PAGE TEXT
Elsie Abbott, who became front-page news in 1955 after her son was arrested and eventually executed for the kidnap-murder of 14-year- old Berkeley schoolgirl Stephanie Bryan, died April 26 in the eastern United States. She was 100.

The trial made headlines around the nation, and the lurid details are the subject of two true-crime books.

In 1995, author Keith Walker wrote "A Trail of Corn: A True Mystery." Two years later, Harry Farrell released "Shallow Grave in Trinity County."

Both newsmen were working in the Bay Area when the story broke. Walker became Elsie Abbott's friend during the trial and remained so until her death.

Mrs. Abbott worked at the Alameda Naval Air

Station until her retirement in 1971. She left Alameda for the East Coast in 1993. Walker, who declined to say exactly where she died, said she was devoted to her grandchildren.

In 1957, Alameda resident Burton Abbott was executed for kidnapping Stephanie Bryan from Berkeley two years earlier and dumping her body in a shallow grave near his cabin in Trinity County. He was executed at age 29.

Mother supportive

Throughout the trial and until his death, he claimed his innocence, and his mother believed him.

Until the sensational trial, Mrs. Abbott's life was quiet. Born Nov. 24, 1903, in Washington state, she had married, divorced and became sole parent to sons Mark and Burton. The single mother moved to Alameda during World War II to work in the upholstery department of the Alameda Navy base.


Her everyday life changed dramatically July 15, 1955.

On that day, Burton's wife, Georgia, found the purse of Stephanie Bryan -- and in it her school ID -- in the basement of the San Jose Avenue home the couple shared with Elsie Abbott and the couple's young son, Christopher. Georgia Abbott called the police.

Stephanie Bryant, a 14-year-old student at Willard Junior High in Berkeley, was reported missing April 28, 1955. She was last seen taking her usual shortcut through the parking lot of the Claremont Hotel. She never made it home.

MATERIAL SUPPLIED
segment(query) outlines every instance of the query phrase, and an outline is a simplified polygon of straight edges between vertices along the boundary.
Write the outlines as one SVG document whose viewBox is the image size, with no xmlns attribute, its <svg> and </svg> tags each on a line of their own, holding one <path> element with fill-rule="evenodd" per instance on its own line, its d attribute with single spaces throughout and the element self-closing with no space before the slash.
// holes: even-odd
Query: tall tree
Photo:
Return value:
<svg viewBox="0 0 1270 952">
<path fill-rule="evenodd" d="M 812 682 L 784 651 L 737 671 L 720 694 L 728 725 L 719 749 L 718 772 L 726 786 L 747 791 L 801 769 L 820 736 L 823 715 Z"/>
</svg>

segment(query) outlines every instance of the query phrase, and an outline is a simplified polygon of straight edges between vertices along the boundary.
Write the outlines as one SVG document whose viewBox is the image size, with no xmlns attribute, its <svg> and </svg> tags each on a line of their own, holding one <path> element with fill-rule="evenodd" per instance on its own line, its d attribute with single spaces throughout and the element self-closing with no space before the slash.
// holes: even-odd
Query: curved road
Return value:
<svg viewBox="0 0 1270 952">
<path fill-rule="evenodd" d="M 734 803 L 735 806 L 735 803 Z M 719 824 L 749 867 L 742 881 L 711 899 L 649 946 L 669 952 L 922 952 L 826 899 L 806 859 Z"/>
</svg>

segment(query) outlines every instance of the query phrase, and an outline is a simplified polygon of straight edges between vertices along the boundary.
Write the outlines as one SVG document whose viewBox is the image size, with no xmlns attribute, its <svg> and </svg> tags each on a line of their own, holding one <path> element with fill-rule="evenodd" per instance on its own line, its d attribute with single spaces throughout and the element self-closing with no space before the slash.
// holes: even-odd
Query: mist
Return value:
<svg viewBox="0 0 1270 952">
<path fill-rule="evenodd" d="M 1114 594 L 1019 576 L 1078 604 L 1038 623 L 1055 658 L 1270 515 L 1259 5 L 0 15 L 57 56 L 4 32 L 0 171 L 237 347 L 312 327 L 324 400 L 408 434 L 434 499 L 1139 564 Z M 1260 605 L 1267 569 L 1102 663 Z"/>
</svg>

WRITTEN TASKS
1. In the article about Elsie Abbott, when did she retire from the Alameda Naval Air Station?
2. List every member of Elsie Abbott's family whom the article about Elsie Abbott names, with each person's relation to her.
3. Go on with the article about Elsie Abbott from the point where it stops.

ANSWER LIST
1. She retired in 1971.

2.
- Mark: son
- Burton: son
- Georgia: Burton's wife (daughter-in-law)
- Christopher: Burton and Georgia's young son (grandson)

3.
Major clue

When police spoke with the Abbott family in July, they discovered the older Mrs. Abbott actually had found the purse some time before, but did not contact authorities because she said she didn't recognize the name or think the discovery was important.

"His mother found the wallet soon after the girl went missing," said Farrell. "I think what happened was, she didn't realize exactly the extent of what police were looking for, and started talking about this to everybody, not realizing she was driving nails in her son's coffin."

After that first police interview, on advice from her son's lawyers, Mrs. Abbott dropped out of sight and did not speak with authorities.

Police began a search of the Abbott's unfinished basement and found other items belonging to the girl -- library books, classroom notebooks, her glasses and a torn bra.

A subsequent search of the Abbott cabin in Trinity County found nothing, until a reporter hired a local trapper and his two bloodhounds. They found the girl's body in a shallow grave on land near the cabin. Her skull had been smashed and her panties wrapped around her neck.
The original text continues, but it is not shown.